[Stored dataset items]

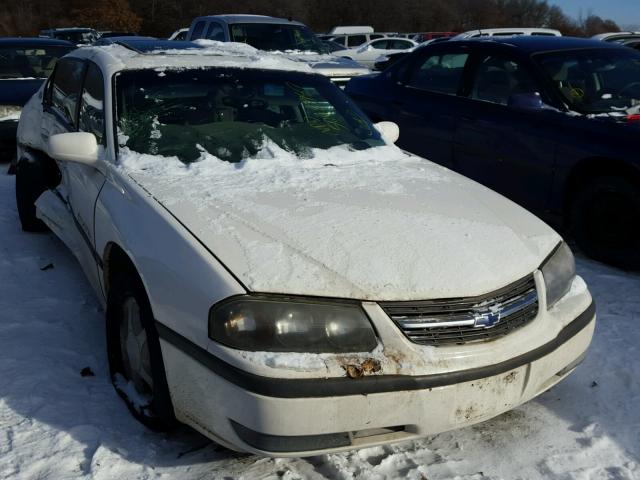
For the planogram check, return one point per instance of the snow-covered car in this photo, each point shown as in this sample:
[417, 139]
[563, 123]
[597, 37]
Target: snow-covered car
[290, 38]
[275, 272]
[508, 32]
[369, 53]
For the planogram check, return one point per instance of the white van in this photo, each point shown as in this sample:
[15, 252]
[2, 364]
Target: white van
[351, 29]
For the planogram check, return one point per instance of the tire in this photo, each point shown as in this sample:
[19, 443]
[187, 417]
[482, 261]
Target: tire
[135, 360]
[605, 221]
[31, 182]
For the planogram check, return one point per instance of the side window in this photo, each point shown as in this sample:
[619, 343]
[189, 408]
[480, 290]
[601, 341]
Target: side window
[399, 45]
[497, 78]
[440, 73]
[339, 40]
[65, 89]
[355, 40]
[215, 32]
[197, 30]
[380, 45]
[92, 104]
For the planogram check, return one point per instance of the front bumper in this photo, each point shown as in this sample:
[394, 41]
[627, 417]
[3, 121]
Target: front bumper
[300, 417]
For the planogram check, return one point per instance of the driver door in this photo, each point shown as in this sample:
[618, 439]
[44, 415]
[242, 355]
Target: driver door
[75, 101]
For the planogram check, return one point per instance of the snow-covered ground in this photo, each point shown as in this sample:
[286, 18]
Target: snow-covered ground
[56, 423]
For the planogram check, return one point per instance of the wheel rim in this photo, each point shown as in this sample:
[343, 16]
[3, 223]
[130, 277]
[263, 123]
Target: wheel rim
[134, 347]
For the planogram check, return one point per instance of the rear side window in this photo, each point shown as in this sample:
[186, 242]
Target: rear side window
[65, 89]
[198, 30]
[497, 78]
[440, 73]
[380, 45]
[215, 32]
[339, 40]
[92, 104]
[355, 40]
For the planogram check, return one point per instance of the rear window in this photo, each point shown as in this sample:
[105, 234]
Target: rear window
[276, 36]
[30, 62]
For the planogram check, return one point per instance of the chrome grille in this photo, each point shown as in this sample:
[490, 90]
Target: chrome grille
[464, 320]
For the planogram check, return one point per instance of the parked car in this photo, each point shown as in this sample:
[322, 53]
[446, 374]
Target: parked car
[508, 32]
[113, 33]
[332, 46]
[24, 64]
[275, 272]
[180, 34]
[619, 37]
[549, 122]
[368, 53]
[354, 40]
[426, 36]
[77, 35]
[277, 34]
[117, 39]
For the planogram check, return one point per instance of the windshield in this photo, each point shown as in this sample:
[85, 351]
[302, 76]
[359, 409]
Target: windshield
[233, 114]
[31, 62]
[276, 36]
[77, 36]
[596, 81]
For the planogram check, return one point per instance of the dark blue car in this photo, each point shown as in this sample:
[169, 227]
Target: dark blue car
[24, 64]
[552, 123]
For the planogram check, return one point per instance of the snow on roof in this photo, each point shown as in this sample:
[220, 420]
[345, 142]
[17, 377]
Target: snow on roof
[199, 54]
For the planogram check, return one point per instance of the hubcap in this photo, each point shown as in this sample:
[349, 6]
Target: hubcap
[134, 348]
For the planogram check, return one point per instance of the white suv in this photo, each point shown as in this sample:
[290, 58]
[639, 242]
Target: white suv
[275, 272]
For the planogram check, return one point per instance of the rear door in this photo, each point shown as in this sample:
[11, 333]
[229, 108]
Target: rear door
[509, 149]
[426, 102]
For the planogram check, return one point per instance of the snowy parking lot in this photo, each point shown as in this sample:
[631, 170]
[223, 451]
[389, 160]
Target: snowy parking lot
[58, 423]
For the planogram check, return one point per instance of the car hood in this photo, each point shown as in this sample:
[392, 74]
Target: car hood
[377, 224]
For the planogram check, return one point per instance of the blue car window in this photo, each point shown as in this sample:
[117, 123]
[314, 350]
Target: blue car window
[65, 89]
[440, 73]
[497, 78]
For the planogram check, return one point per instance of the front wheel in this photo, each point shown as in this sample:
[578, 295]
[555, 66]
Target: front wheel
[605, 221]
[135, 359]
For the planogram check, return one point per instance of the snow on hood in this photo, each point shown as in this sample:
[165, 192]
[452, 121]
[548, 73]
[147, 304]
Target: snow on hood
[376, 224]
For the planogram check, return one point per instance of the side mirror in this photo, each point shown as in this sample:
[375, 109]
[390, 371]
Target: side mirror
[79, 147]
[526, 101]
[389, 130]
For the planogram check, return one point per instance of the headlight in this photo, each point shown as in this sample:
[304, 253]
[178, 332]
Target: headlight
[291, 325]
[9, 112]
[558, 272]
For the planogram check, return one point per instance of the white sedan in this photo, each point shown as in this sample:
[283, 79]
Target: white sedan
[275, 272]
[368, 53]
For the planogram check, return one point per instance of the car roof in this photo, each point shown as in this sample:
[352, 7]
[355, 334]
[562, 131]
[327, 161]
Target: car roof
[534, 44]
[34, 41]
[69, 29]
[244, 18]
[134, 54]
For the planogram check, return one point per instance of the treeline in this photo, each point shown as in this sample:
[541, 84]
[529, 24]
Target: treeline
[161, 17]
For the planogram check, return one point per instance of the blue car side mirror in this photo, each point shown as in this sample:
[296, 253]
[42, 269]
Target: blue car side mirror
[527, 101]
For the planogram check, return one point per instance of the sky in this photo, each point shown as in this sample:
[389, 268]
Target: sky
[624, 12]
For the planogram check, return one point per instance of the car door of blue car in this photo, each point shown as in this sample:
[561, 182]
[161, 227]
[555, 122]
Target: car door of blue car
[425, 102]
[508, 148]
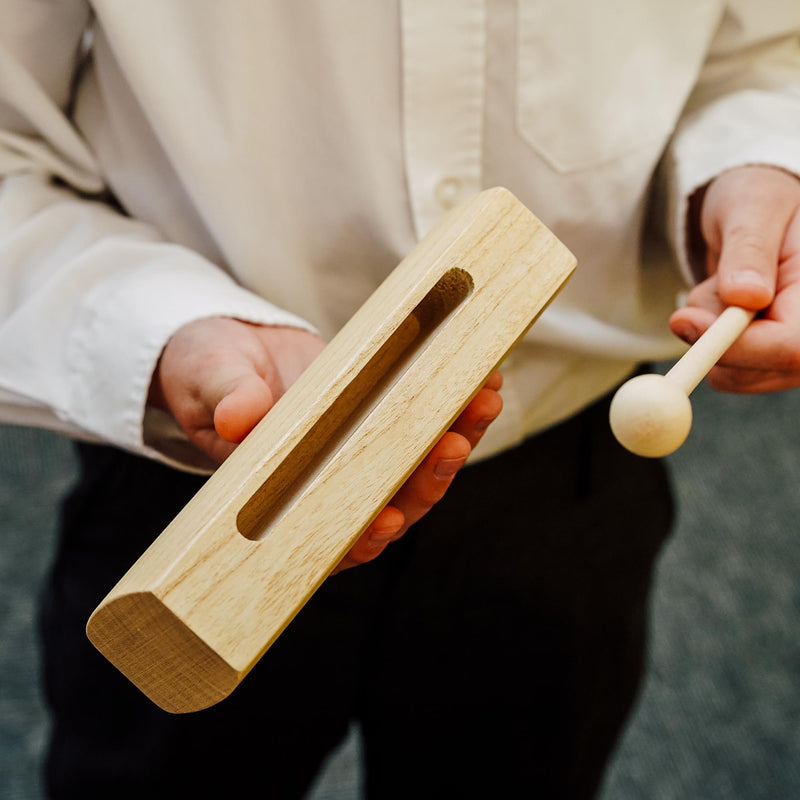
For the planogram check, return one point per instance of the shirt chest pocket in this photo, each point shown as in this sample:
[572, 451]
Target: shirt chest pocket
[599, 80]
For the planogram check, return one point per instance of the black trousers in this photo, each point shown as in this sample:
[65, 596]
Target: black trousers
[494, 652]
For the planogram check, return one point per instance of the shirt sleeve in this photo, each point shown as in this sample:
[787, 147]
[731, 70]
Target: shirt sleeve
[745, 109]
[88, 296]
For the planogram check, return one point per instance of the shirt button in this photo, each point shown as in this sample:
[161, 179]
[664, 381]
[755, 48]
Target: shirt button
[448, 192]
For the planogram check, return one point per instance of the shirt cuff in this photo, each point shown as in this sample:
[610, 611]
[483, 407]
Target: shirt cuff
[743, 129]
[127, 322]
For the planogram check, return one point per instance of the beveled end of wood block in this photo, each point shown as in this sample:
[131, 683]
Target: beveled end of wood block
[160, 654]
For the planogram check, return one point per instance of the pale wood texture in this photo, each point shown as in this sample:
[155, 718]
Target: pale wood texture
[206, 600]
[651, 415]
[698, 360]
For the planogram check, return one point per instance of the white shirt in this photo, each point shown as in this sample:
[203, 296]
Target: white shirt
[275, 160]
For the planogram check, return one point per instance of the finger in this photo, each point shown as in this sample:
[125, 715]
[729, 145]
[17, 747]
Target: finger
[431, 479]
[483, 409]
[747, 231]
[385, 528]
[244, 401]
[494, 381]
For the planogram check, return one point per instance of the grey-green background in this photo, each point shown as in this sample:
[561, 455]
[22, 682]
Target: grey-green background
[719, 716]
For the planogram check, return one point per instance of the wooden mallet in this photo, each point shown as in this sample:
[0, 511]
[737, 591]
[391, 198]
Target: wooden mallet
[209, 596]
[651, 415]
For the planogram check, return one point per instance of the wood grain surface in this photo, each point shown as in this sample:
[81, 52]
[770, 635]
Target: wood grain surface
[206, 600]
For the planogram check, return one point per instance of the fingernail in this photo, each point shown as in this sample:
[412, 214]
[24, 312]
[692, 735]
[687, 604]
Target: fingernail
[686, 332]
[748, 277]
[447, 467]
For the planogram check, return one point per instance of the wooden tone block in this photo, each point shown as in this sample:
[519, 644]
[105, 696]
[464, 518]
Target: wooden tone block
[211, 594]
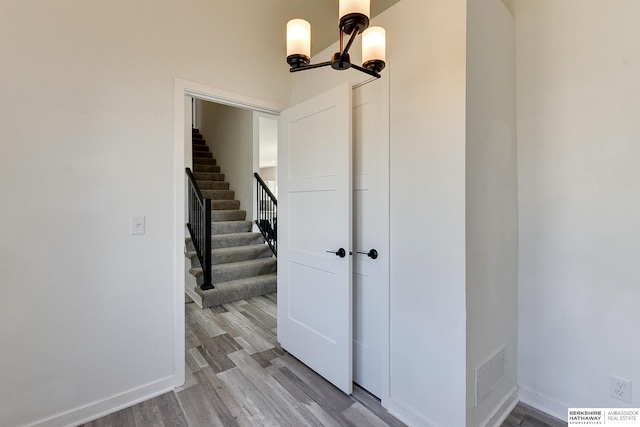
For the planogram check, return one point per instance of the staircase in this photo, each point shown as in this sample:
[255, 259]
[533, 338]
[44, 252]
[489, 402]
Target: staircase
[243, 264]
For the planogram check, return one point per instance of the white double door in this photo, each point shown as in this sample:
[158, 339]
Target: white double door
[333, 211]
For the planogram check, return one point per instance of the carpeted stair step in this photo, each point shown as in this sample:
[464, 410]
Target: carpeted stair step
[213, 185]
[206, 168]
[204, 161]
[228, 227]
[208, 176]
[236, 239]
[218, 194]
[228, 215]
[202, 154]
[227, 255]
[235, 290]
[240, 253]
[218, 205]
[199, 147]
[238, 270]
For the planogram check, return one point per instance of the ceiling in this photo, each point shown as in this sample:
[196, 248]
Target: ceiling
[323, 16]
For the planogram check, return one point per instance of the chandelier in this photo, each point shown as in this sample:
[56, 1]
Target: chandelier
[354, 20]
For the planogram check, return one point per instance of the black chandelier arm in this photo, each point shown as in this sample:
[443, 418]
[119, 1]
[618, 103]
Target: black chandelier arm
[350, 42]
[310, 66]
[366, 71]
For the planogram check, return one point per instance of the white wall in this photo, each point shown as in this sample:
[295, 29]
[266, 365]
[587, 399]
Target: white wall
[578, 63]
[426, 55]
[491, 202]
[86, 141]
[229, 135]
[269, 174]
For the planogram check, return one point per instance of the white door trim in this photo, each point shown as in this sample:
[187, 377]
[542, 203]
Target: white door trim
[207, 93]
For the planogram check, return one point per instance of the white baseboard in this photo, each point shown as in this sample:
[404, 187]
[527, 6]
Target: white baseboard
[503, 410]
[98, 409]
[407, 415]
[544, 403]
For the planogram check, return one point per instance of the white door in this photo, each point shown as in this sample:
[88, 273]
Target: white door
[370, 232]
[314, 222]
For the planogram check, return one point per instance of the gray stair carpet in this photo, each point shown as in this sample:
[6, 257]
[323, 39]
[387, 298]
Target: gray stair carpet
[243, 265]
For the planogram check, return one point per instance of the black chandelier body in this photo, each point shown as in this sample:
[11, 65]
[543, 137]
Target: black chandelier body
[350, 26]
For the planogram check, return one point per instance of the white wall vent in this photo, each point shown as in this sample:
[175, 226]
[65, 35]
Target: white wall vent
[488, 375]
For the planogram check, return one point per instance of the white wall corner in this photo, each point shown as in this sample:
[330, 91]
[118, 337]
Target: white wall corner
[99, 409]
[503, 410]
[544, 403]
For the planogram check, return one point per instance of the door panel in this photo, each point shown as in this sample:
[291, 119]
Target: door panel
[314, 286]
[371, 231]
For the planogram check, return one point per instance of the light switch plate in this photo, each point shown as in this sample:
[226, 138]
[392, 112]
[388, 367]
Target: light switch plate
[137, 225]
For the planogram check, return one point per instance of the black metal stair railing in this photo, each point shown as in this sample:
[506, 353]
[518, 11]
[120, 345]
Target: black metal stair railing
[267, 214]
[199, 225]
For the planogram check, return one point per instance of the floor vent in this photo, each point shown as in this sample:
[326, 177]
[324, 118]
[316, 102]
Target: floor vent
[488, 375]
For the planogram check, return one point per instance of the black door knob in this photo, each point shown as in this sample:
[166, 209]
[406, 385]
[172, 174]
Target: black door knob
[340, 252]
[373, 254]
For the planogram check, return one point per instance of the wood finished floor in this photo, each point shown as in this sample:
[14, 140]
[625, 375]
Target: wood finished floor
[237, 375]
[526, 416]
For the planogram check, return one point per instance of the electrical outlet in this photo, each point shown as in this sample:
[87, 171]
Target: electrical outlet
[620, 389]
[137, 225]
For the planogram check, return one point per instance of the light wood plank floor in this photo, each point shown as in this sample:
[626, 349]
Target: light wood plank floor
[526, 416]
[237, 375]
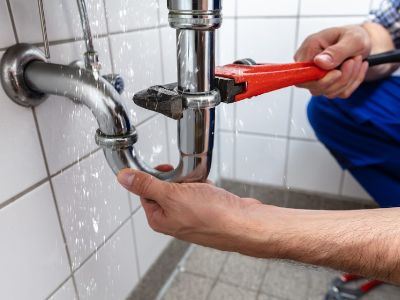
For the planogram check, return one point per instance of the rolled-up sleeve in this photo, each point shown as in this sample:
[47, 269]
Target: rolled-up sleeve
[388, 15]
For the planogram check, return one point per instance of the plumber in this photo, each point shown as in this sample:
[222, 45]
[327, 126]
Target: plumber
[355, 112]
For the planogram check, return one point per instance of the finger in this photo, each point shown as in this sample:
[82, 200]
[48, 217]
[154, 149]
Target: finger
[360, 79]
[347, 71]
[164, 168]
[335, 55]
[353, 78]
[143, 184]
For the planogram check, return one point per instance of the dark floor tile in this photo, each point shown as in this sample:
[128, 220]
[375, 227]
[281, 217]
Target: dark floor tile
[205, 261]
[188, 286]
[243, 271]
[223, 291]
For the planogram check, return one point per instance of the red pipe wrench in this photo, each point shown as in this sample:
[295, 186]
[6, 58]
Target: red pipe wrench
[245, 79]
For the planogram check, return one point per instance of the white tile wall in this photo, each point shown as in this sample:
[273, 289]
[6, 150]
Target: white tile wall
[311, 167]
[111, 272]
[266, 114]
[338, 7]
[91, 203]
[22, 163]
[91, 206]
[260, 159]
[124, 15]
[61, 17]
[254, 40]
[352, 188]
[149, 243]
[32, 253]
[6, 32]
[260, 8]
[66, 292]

### [PROBLEM TO WORK ON]
Starting at the line that contains "of the plumber", write out every line to the end of the entries, exactly as given.

### [THE COMPLETED TASK]
For the planogram check, return one point per instance of the plumber in this photo, each point shown as in this sample:
[222, 45]
[327, 126]
Target: plumber
[355, 112]
For the planogram check, return one point per instance of the finger in this photo, each point shown as in this sample:
[82, 200]
[48, 217]
[154, 149]
Target: finger
[360, 79]
[347, 71]
[164, 168]
[335, 55]
[353, 78]
[143, 184]
For the planogram check, return one point per instance of the dark floor tile in this photo, each point shown as in this sample:
[128, 220]
[375, 227]
[281, 217]
Target: dark floor tile
[205, 261]
[188, 286]
[243, 271]
[223, 291]
For the planogram check, return one point per instance of the red pipe wrench in this photo, each point shown as in this sample:
[295, 186]
[6, 58]
Target: red pipe wrench
[245, 79]
For the planogram check, return one point per instance of the white tile wall in this photo, each point shown as in this sample:
[273, 289]
[6, 150]
Target: white tile wall
[311, 167]
[111, 272]
[266, 114]
[338, 7]
[91, 203]
[22, 163]
[91, 206]
[260, 159]
[124, 15]
[61, 17]
[254, 40]
[352, 188]
[149, 243]
[32, 253]
[6, 32]
[260, 8]
[66, 292]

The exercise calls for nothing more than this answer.